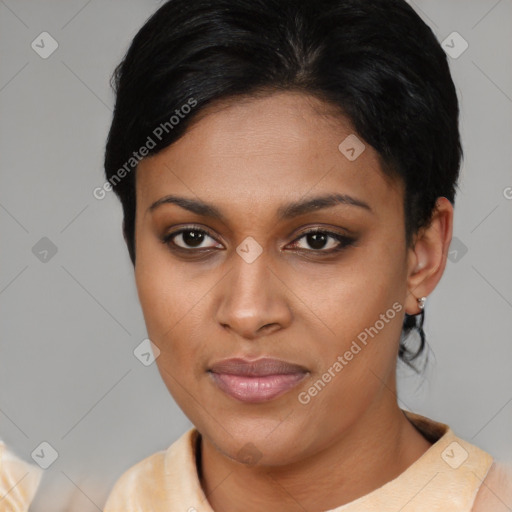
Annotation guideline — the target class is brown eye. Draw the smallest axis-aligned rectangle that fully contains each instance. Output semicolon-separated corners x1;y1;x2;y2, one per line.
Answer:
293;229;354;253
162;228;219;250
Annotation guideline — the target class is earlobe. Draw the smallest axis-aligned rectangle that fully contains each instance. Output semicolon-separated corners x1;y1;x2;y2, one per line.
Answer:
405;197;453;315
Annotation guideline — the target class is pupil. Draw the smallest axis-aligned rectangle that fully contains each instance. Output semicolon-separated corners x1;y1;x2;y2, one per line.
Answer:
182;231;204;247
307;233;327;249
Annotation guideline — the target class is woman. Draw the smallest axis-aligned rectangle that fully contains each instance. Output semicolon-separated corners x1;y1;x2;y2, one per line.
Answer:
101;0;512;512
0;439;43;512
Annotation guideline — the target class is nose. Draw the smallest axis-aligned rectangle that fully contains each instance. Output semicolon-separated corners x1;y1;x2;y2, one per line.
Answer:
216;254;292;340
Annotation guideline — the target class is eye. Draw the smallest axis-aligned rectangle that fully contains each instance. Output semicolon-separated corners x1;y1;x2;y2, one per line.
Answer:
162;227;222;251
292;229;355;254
....
Please write out every line of the records above word for word, leaving the pictures out of your answer.

Response:
Annotation guideline — the target class is brown eye. Draw the smallest axis-aligned rectangle that fully contains each instance. Output semicolon-separated corners x1;y1;x2;y2, one per line.
Answer:
293;229;354;253
162;228;219;250
Annotation guideline — the target class is earlobe. Draw the smallest axis-aligned rectangle that fully contains each instance. Output semicolon-separated corners x1;y1;x2;y2, one per line.
Answer:
405;197;453;315
Annotation guideline — the target class is pupil. Draw the smallest axis-aligned rectangle that fully contains each instance. Output semicolon-separated corners x1;y1;x2;y2, one per line.
Answer:
182;231;204;247
307;233;327;249
Annotation guideline — the target class is woman. Draw the smallest axis-aligned rectangle that fully contains each instance. Output semicolon-separated corners x1;y1;x2;y2, one per line.
Answer:
101;0;512;512
0;439;43;512
Annotation guideline — the target class is nose. Draw the smallest axis-aligned rectangle that fully contains each instance. Output semicolon-separated corners x1;y1;x2;y2, one per line.
Answer:
216;254;292;340
Annotation guideline — the target class is eye. Draw the smallest axis-aligned rectangle that fully contains each instance. Output semicolon-separated corners x1;y1;x2;y2, one per line.
Answer:
162;227;222;251
292;229;355;254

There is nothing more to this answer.